Dr James Osborn – ‘Space Situational Awareness in the 21st century’

Recent years has seen a significant increase in the number of objects (operational and defunct satellites, rocket bodies, debris and other unidentified objects) in space. This is driven by the reduced launch cost, a more robust space supply chain and the large economic value of space applications. There are currently 12,000 registered satellites in space with a large unknown number of other objects. Nobody knows where all of these objects are or where they are going. Given typical orbital velocities of 8km/s this is disaster waiting to happen, where a single collision could cascade into a debris field circling the Earth, significantly limiting our access to space and that of future generations.

Space tracking facilities tend to rely on radar technology. This facilities are based on technology developed in the 1950s to detect ballistic missiles. The facilities are big and expensive and there are currently ~5 stations in the world. This system delivers incomplete and slow space situational awareness. To protect the space environment for future generations and to support a dynamic use of space, we need continuous, complete, and precise monitoring of the space environment.

DATASET EXTRACT |
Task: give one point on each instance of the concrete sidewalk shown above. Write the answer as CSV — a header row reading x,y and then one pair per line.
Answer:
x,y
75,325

DIRECTIONS |
(A) Based on the passage on space situational awareness, say whether each statement agrees with the text, answering yes or no and quoting the deciding words: (i) Space tracking facilities mostly use radar. (ii) The positions of all objects in space are known. (iii) About fifty tracking stations exist worldwide.
(B) In one to three sentences, explain why the passage on space situational awareness calls the growing number of objects in space a disaster waiting to happen.

RESULTS IN ORDER |
(A)
(i) Yes: "Space tracking facilities tend to rely on radar technology."
(ii) No: "Nobody knows where all of these objects are or where they are going."
(iii) No: "there are currently ~5 stations in the world."

(B) Nobody knows where all of these objects are or where they are going, and they move at typical orbital velocities of 8 km/s. A single collision could cascade into a debris field circling the Earth. That debris would significantly limit access to space for us and for future generations.